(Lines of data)

▽

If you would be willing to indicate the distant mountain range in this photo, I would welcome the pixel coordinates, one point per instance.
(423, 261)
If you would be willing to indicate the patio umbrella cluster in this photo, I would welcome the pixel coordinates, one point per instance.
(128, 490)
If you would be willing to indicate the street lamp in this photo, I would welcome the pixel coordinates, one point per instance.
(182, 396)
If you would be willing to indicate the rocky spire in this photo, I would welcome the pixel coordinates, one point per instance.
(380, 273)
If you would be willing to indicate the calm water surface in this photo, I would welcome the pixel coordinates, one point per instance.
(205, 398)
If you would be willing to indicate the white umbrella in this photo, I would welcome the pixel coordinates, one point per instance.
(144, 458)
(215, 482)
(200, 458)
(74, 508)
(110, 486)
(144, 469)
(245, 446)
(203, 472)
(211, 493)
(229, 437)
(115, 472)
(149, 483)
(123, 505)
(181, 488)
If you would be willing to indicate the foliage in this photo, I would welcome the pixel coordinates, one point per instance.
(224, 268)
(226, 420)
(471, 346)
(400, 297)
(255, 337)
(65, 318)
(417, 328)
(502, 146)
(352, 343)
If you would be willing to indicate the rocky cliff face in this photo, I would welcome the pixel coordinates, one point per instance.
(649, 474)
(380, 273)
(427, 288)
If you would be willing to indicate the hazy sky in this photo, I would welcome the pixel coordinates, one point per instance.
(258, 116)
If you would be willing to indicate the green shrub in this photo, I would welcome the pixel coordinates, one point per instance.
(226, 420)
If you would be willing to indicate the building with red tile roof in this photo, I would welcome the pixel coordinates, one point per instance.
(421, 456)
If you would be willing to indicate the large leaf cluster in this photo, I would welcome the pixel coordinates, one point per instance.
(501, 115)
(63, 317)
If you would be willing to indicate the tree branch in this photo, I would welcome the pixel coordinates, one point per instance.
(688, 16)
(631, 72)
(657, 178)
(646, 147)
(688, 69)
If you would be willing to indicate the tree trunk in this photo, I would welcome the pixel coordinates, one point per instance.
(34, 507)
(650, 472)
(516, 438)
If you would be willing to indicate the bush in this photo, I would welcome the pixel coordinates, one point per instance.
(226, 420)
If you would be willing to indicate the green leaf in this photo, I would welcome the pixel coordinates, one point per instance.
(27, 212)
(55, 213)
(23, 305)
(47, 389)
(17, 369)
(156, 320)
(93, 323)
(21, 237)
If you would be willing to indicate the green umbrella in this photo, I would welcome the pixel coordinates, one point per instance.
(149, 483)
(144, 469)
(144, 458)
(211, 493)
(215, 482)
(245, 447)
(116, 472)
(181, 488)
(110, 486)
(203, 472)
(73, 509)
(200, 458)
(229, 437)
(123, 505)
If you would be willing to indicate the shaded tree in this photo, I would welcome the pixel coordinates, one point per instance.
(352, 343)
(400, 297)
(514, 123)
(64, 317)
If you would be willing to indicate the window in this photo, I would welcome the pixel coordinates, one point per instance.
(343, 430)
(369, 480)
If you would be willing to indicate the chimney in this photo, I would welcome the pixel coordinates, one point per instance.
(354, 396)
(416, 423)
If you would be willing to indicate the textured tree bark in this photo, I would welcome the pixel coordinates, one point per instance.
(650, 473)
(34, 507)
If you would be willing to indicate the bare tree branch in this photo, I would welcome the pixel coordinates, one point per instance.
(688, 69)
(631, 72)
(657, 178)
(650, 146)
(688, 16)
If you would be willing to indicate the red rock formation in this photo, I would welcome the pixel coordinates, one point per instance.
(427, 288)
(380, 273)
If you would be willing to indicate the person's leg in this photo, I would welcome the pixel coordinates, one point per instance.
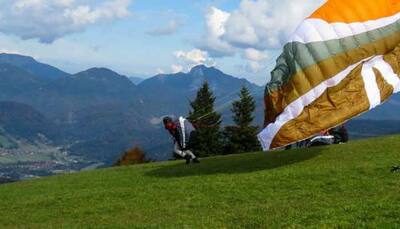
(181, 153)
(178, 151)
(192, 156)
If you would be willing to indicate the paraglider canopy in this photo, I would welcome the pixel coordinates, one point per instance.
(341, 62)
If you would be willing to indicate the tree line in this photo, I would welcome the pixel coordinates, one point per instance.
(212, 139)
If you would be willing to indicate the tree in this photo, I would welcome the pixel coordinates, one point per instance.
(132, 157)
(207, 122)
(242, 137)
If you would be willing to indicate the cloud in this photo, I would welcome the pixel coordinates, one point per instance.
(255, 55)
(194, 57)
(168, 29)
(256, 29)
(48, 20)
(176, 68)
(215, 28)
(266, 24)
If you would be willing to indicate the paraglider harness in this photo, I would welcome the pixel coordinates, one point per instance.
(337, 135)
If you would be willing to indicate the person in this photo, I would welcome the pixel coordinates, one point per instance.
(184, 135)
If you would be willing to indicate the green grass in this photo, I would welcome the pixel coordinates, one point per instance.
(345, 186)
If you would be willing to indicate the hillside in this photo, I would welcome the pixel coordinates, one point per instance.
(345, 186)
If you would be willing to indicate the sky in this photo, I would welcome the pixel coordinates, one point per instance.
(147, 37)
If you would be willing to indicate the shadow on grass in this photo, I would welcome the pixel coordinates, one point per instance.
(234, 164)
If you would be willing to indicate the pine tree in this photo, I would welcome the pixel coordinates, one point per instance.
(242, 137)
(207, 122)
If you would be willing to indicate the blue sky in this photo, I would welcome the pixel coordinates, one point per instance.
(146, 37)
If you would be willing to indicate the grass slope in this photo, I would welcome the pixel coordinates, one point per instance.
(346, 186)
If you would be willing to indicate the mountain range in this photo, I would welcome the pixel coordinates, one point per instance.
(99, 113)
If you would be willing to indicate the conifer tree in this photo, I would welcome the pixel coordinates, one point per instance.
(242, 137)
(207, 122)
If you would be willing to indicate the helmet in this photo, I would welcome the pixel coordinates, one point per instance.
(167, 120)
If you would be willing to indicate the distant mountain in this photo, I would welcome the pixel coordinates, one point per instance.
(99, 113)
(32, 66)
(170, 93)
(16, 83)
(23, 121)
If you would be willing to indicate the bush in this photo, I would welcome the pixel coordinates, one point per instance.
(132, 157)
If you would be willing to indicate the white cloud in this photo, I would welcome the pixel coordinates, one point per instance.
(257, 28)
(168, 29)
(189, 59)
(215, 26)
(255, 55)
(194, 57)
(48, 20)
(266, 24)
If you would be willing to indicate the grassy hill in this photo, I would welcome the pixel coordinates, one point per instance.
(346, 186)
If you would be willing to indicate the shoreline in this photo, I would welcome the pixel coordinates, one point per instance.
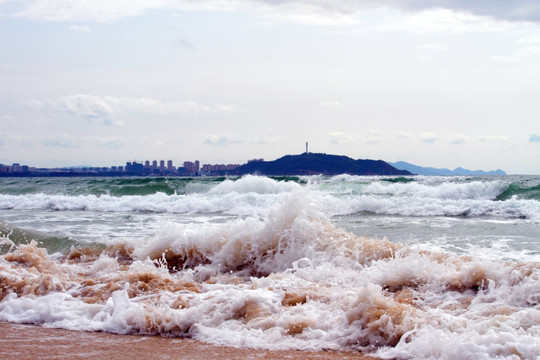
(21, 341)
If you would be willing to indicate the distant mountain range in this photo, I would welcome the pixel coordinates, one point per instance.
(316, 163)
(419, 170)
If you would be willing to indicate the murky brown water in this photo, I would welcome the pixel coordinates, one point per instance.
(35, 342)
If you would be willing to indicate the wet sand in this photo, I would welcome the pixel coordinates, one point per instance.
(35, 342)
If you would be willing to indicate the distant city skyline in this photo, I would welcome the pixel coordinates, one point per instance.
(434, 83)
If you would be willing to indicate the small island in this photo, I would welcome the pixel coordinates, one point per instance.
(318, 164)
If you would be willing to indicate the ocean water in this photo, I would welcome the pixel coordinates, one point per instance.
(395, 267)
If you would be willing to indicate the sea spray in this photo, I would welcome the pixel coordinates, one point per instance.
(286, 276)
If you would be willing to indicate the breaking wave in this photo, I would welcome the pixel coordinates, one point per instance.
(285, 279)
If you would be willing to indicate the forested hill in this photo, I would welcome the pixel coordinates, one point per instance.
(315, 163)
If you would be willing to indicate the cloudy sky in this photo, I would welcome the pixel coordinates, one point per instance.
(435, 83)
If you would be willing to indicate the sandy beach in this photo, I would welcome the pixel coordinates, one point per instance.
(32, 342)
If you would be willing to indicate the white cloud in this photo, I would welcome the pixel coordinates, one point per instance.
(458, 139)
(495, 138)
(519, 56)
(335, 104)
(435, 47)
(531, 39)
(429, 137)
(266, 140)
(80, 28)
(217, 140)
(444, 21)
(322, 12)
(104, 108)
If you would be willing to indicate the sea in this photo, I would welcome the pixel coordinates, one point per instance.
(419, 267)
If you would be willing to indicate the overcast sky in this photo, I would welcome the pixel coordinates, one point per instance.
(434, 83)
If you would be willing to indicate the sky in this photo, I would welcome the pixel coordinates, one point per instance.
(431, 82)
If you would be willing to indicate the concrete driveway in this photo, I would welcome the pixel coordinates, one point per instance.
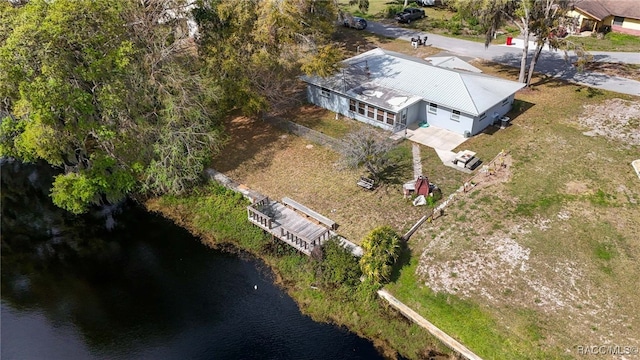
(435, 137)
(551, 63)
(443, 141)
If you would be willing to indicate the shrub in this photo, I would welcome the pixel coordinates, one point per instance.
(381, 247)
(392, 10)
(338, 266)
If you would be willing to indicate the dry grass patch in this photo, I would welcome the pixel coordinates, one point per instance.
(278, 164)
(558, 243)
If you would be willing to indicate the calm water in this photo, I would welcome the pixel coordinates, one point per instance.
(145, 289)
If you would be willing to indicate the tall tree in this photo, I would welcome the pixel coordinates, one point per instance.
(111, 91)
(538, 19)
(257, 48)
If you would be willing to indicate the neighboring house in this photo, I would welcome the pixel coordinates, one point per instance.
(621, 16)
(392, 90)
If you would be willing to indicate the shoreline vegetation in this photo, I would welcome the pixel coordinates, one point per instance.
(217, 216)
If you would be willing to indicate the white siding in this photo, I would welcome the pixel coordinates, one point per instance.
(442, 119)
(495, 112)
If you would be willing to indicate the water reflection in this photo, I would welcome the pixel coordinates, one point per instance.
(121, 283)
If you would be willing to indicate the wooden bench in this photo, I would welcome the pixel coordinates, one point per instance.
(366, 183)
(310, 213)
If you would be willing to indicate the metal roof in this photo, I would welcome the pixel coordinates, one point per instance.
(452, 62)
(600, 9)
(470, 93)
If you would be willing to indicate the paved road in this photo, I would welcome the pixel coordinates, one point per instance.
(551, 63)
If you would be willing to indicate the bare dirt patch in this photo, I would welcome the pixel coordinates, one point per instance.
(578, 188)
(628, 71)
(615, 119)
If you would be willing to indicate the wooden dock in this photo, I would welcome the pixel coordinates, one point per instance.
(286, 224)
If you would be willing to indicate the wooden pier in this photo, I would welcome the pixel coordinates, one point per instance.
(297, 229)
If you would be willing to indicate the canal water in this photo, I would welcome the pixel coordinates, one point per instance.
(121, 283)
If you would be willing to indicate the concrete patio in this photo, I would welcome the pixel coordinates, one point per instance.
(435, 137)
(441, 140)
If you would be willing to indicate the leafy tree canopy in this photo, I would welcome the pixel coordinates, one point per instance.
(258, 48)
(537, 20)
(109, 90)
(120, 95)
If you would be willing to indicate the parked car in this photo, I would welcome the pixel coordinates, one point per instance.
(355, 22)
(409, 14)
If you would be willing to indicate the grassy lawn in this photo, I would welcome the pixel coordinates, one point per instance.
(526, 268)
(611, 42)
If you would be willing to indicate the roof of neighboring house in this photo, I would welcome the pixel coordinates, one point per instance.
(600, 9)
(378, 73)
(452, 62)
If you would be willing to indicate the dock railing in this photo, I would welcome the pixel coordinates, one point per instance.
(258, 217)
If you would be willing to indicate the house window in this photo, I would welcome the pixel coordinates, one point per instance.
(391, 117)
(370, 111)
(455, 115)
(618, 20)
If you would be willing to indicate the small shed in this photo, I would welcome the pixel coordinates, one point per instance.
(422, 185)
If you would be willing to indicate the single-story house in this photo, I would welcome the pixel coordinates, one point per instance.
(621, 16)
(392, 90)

△

Locate the line that contains "If you would be willing to indicate the concrete patio". Repeat it and every line after it, up to and including the final line, exactly.

Response for this exercise:
If you would be willing to indicate the concrete patio in this photo, I would welcome the pixel coordinates, one point per instance.
(435, 137)
(441, 140)
If you would be willing to indicate the leafy tree canopy in this photo, I would welcome the pixel coordinates, one point per instance.
(258, 48)
(537, 20)
(109, 90)
(120, 95)
If you would be willing to indicate the parked car in this photo, I would welcome the pixel coordinates, one point per instance.
(355, 22)
(409, 14)
If you would be willing to indicate the grassy lawn in this photo, I would welcome the pixel coordinates, one point per instance.
(526, 268)
(611, 42)
If you would be willing to indicate the roof of neighboring house in this photo, I would welcome the pixel coordinates, one point per instance.
(600, 9)
(378, 73)
(452, 62)
If you would be willing to indicate the dock railing in this photo, I would welcome the pixel coordinates, one point per instance.
(258, 217)
If you would be willing to indicate the house window in this photo, I would welcome the pixel coordinates, one point per instance.
(391, 117)
(370, 111)
(455, 115)
(618, 20)
If you would be willing to indicate the small shed in this photo, I would welcome the pixel coordinates, one point per instance.
(422, 185)
If you would be willing to indicate the single-story house in this photo, I would welcome the pixel coordinates, one point per instance.
(621, 16)
(392, 90)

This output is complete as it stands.